We have again entered the most magical time of the year, where people have classically gathered together in the short, cold days of the winter, giving cheer and fellowship to others as they looked forward to the warmth and sunshine of the near future. We give to others, we practice gratitude, and we make sure to brighten up the dark nights with twinkling lights, sacred music, and scents of the most delicious foods and deserts. The food this time of year is always the best, isn’t it? I remember being a child and watching my family heap piles of yumminess onto their plates, only to later painfully waddle off to the living room to discretely (or not!) unbutton the top button of their pants so they could sit, unrestricted, in the living room and doze off as their bodies tried to process all that holiday goodness.

Whether you plan to cook a large meal for a small group of loved ones this year, or simply do something casually for only you and your partner, over-eating doesn’t have to be on the menu. There are many reasons why dropping this one bad habit might be the healthiest choice you make this holiday season. I’ll get into those reasons in this blog post.

If we want to talk about overeating, we first have to look at the stomach and understand what it’s designed to do. Your stomach is, basically, a small sack that is meant to hold your meal temporarily. It’s roughly the size of your fist, and ideally should only hold about two and a half ounces of food in it at a time. The stomach can expand to hold about a quart of food, but the more you put in, the more you disrupt the stomach in its basic function.

The stomach is unique in that it secretes digestive enzymes, most notably hydrochloric acid (HCl). HCl breaks down proteins so that once your food reaches your intestines, that turkey you ate is now in smaller, more manageable particles that can be absorbed by your body through a healthy intestinal wall, and eventually used by your body to rebuild and repair (I want to add here that not everyone has a healthy intestinal wall or the proper amount of HCl to complete this task, but that is a topic for another day). HCl is also, on a side note, meant to acid-wash any parasites or disease that lingers on the food you eat, protecting you from taking on any internal scavengers that will use you for their own benefit.
--------
__REQUIRED WORK__. Continue the blog post on holiday overeating from its last sentence, keeping to its subject and tone. The data after this point is separate material and has no connection to the blog post on holiday overeating.

__RECORD EXCERPTS__.
--------
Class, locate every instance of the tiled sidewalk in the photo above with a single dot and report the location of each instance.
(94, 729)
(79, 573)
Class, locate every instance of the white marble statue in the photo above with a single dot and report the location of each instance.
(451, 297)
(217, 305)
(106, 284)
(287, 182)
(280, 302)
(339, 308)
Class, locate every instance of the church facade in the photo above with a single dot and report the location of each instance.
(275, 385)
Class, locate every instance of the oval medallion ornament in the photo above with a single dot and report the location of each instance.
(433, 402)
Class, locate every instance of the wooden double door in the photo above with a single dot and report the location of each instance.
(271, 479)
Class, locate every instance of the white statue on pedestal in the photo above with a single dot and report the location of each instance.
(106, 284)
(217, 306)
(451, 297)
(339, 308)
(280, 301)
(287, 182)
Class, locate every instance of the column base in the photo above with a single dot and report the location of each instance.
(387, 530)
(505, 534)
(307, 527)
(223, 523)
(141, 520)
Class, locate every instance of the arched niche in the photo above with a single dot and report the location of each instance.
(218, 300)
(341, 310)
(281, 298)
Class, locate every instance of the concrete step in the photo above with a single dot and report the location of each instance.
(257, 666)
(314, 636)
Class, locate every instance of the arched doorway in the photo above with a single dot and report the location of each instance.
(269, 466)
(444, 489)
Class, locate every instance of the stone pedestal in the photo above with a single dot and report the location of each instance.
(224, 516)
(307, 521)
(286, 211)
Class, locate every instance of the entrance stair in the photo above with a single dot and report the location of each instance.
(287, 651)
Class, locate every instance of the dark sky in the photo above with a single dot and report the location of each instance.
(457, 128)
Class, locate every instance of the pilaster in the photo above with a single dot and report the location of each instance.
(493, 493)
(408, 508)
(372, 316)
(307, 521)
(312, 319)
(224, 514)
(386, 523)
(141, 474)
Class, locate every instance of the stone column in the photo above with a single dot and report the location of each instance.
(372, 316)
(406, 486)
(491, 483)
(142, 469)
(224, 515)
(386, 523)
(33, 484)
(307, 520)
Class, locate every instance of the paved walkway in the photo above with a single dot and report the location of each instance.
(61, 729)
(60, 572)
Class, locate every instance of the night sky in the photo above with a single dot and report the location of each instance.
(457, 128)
--------
__RESULT FOR THIS TASK__.
When you overeat and overfill your little sack, you begin to disrupt this process. The stomach churns your food, rolling it around to give it a thorough dose of digestive enzymes and HCl. This breaks down the cellular membranes of the food and also gives it that proper sterilization before it moves on into your intestines. However, overeating limits the stomach’s room to churn and move, which means not everything is getting broken down, and parasites can hide and never get dealt with. Suddenly, what should be an easy two to four-hour process becomes a sluggish eight-hour exercise in futility. Exhausted, your stomach will finally move that undigested food into your intestines, where it will now rot, ferment, and create a host of issues that can include inflammation, leaky gut, gas and bloating, and an unhealthy microbiome.

Overeating can also create problems in your esophagus. The stomach has a door in, and a door out. These are called sphincters. When you eat, the stomach will close the esophageal sphincter tightly so that none of the HCl will escape and accidentally burn the esophagus, causing acid reflux. With chronic overeating, that muscle becomes weaker because you force that door open too often. I currently know of a woman with Barrett’s Esophagus (the lining is so badly damaged from acid that she is now “pre-cancerous”), and she is scheduled for surgery. I can assure you that this is not the outcome you want to deal with someday!

So, we’ve determined that by overeating, you risk your esophageal health, your intestinal health, and you allow parasites an easier entry into your body. What else can happen? Well, since this is just a quick blog post, I’ll keep it brief. By compromising your intestinal health, you open yourself up to chronic inflammation, gout, arthritis, weight gain, a compromised immune system/autoimmune issues, yeast overgrowth, an acidic pH balance (even if you eat alkaline foods, overeating and not allowing them to digest properly will putrefy them in your intestines and turn them acidic), and toxicity issues. A healthy gut is your superpower! It’s your way of allowing your body to operate optimally, and if you compromise that system by hindering your stomach (the first step in the process), then you’ve already lost that battle.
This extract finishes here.